── TEXT SHOWN ──

Companies are always on the lookout for talented people. In this interview series, we talk to seasoned HR professionals to pick their brains for ideas and insights on finding the right talent for our organizations.
Hi Kirsten, welcome to the series! Before diving in, our readers would love to get to know you. Can you tell us the backstory about what brought you to this specific career path?
My career journey started fresh out of high school with a temporary front desk position with a federal contractor in the early 1990s. From there, I ended up teaching myself to code and wrote a small component of a remote profile maintenance application.
Next, I transitioned into a helpdesk role that eventually led to building and managing desktop support teams, both at an ecommerce start-up and then a local municipality.
Fast forward to early 2000, and I combined my love for technology and team building by going into technical recruiting where I have remained ever since.
I always ended up leading initiatives and programs with a focus on process, which naturally led me into management roles. Who knew that my pesky need to “fix things” would turn out to be one of my superpowers?

───

[SHORT TASK 1]
From the HR interview, extract the passage starting with "Hi Kirsten, welcome" and going on through "remained ever since.".
The interview and the records that follow it come from unrelated sources.

── STORED DATA ──

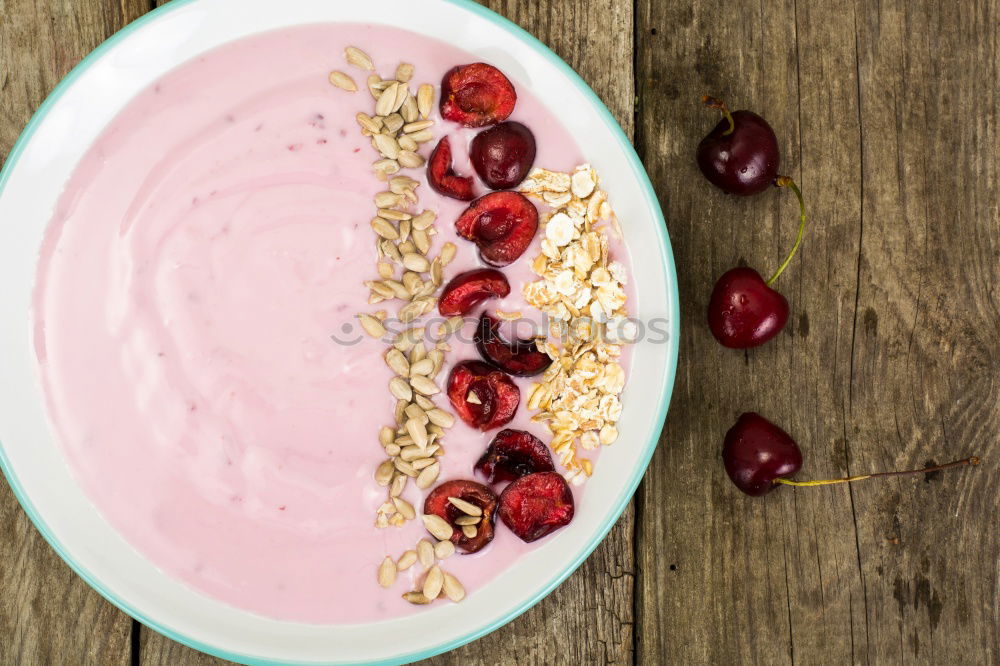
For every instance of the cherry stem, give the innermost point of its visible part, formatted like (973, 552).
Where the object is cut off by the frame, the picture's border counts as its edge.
(829, 482)
(716, 103)
(785, 181)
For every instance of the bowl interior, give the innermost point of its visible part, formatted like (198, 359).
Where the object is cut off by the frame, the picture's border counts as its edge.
(30, 185)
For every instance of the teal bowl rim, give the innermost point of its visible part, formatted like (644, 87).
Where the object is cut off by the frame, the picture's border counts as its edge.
(668, 265)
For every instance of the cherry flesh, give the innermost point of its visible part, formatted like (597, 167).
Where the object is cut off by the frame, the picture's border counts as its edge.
(467, 290)
(443, 179)
(513, 454)
(502, 225)
(518, 357)
(756, 452)
(503, 154)
(537, 505)
(744, 312)
(740, 155)
(759, 455)
(482, 396)
(475, 493)
(476, 95)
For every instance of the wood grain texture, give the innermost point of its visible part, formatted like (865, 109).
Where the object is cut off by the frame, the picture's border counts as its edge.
(890, 356)
(48, 615)
(887, 115)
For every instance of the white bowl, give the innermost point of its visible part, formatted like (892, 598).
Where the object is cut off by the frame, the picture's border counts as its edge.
(30, 184)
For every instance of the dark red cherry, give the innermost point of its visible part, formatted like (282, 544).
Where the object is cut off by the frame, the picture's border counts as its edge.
(513, 454)
(537, 505)
(503, 154)
(743, 311)
(740, 155)
(519, 357)
(443, 179)
(476, 95)
(756, 452)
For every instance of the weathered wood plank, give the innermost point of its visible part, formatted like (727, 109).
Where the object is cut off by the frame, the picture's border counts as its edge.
(575, 622)
(47, 614)
(883, 311)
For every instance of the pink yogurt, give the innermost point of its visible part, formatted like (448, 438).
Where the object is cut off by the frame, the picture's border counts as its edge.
(204, 252)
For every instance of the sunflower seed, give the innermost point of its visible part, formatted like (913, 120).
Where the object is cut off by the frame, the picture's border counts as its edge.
(405, 467)
(444, 549)
(372, 326)
(437, 526)
(422, 367)
(368, 123)
(393, 122)
(468, 508)
(343, 81)
(441, 418)
(421, 240)
(425, 553)
(407, 143)
(404, 72)
(383, 474)
(400, 389)
(406, 560)
(428, 476)
(424, 385)
(415, 597)
(387, 572)
(384, 228)
(375, 86)
(416, 262)
(452, 588)
(410, 159)
(433, 582)
(404, 507)
(385, 167)
(420, 136)
(358, 58)
(390, 214)
(425, 99)
(387, 200)
(386, 145)
(398, 486)
(398, 289)
(386, 100)
(401, 92)
(448, 253)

───

[SHORT TASK 2]
Copy the records starting with the line that contains "For every instance of the sunflower" and going on through the last line of the records, keeping every line unchanged.

[WRITTEN SOLUTION 1]
Hi Kirsten, welcome to the series! Before diving in, our readers would love to get to know you. Can you tell us the backstory about what brought you to this specific career path?
My career journey started fresh out of high school with a temporary front desk position with a federal contractor in the early 1990s. From there, I ended up teaching myself to code and wrote a small component of a remote profile maintenance application.
Next, I transitioned into a helpdesk role that eventually led to building and managing desktop support teams, both at an ecommerce start-up and then a local municipality.
Fast forward to early 2000, and I combined my love for technology and team building by going into technical recruiting where I have remained ever since.

[WRITTEN SOLUTION 2]
For every instance of the sunflower seed, give the innermost point of its visible part, formatted like (913, 120).
Where the object is cut off by the frame, the picture's border counts as its edge.
(405, 467)
(444, 549)
(372, 326)
(437, 526)
(422, 367)
(368, 123)
(393, 122)
(468, 508)
(343, 81)
(441, 418)
(421, 240)
(425, 553)
(407, 143)
(404, 72)
(383, 474)
(400, 389)
(406, 560)
(428, 476)
(424, 385)
(415, 597)
(387, 572)
(384, 228)
(375, 86)
(416, 262)
(452, 588)
(410, 159)
(433, 582)
(404, 507)
(385, 167)
(420, 136)
(358, 58)
(390, 214)
(425, 99)
(387, 200)
(386, 145)
(398, 486)
(398, 289)
(386, 100)
(401, 92)
(448, 253)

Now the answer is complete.